To do:
1) Decide whether each statement agrees with the Catalan spyware article. Answer yes or no, and quote the words from the article that settle it. (a) The Spanish government declined to comment when Reuters contacted it. (b) Amnesty International took part in the Citizen Lab investigation. (c) Almost all of the infections took place between 2017 and 2020.
2) Write the next few paragraphs of the Catalan spyware article, picking up after its final sentence.

Source text:
○ ○ ○ ○ ○

MADRID (Reuters) -Catalonia’s regional leader accused the Spanish government on Monday of spying on its citizens after a rights group said his phone and dozens more belonging to Catalan pro-independence figures had been infected with spyware used by sovereign states.
The Citizen Lab digital rights group found more than 60 people linked to the Catalan separatist movement, including several members of the European Parliament, other politicians, lawyers and activists, had been targeted with “Pegasus” spyware made by Israel’s NSO Group after a failed independence bid.
NSO said the information about the allegations was false.
“It’s an unjustifiable disgrace,” Catalan leader Pere Aragones tweeted. “An extremely serious attack on fundamental rights and democracy.”
Describing the use of surveillance software as crossing a “red line”, he demanded explanations from the Spanish government.
The government declined to comment when contacted by Reuters.
NSO, which markets the software as a law-enforcement tool, said Citizen Lab and Amnesty International, which was not involved in this investigation but has published previous studies about Pegasus, had produced inaccurate and unsubstantiated reports to target the company.
“Information raised regarding these allegations are, yet again, false and could not be related to NSO products for technological and contractual reasons,” a spokesperson said via email without explaining why this was the case.
Toronto-based Citizen Lab said almost all of the infections took place between 2017 and 2020 in the wake of the independence bid by Catalonia that plunged Spain into its worst political crisis in years.

○ ○ ○ ○ ○

Given entries:

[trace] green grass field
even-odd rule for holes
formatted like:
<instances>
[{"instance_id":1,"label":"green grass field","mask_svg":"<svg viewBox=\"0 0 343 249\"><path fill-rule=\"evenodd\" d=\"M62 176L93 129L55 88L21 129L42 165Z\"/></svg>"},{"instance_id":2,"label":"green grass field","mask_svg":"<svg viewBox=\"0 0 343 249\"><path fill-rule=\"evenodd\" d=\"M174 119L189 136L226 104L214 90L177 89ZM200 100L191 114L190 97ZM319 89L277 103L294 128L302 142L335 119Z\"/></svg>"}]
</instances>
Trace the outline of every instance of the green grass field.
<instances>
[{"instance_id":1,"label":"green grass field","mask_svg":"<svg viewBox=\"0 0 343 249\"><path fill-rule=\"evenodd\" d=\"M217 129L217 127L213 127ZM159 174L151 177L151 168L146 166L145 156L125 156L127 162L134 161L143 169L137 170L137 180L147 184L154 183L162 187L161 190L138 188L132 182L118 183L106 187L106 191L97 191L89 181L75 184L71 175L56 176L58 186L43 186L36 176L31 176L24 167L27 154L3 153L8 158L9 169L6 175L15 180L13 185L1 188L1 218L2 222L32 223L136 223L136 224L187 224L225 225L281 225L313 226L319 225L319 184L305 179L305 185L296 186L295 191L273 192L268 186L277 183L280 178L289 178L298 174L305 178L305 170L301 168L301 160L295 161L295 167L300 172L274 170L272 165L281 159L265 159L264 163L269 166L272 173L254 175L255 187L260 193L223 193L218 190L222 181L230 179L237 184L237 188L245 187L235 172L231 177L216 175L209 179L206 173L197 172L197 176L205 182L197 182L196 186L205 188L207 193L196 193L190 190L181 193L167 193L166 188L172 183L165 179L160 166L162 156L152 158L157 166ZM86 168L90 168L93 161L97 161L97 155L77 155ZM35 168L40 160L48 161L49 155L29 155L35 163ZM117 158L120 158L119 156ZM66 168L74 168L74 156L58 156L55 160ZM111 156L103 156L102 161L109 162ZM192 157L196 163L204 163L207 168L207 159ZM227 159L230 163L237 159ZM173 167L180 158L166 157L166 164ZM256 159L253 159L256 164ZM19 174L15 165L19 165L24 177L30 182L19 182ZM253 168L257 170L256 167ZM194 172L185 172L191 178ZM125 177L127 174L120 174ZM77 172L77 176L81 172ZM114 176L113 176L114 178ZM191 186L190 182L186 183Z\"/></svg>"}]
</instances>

○ ○ ○ ○ ○

Expected responses:
1)
(a) Yes: "The government declined to comment when contacted by Reuters."
(b) No: "which was not involved in this investigation"
(c) Yes: "almost all of the infections took place between 2017 and 2020"

2)
It said said it could not conclusively attribute the spying operations to a specific entity but said: “Strong circumstantial evidence suggests a nexus with Spanish authorities.”
Citizen Lab began its investigation in 2020 after researchers working with Facebook’s instant message service WhatsApp warned several Catalan lawmakers, including parliament speaker Roger Torrent, that their phones had been broken into.
At that time, Interior Minister Fernando Marlaska denied the Spanish government or its intelligence services had any involvement.
Newspaper El Pais subsequently reported that Spain’s CNI intelligence agency did have access to the software.
Amnesty urged Spain to investigate the use of Pegasus and disclose whether it was a client of NSO.
The European Union’s data protection watchdog has called for a ban on Pegasus over allegations it has been abused by client governments to spy on rights activists, journalists and politicians.
Last week Reuters reported that several senior EU officials had been targeted by the software. NSO said in a statement that it was not responsible for the hacking attempts, saying the targeting described by Reuters “could not have happened with NSO’s tools”.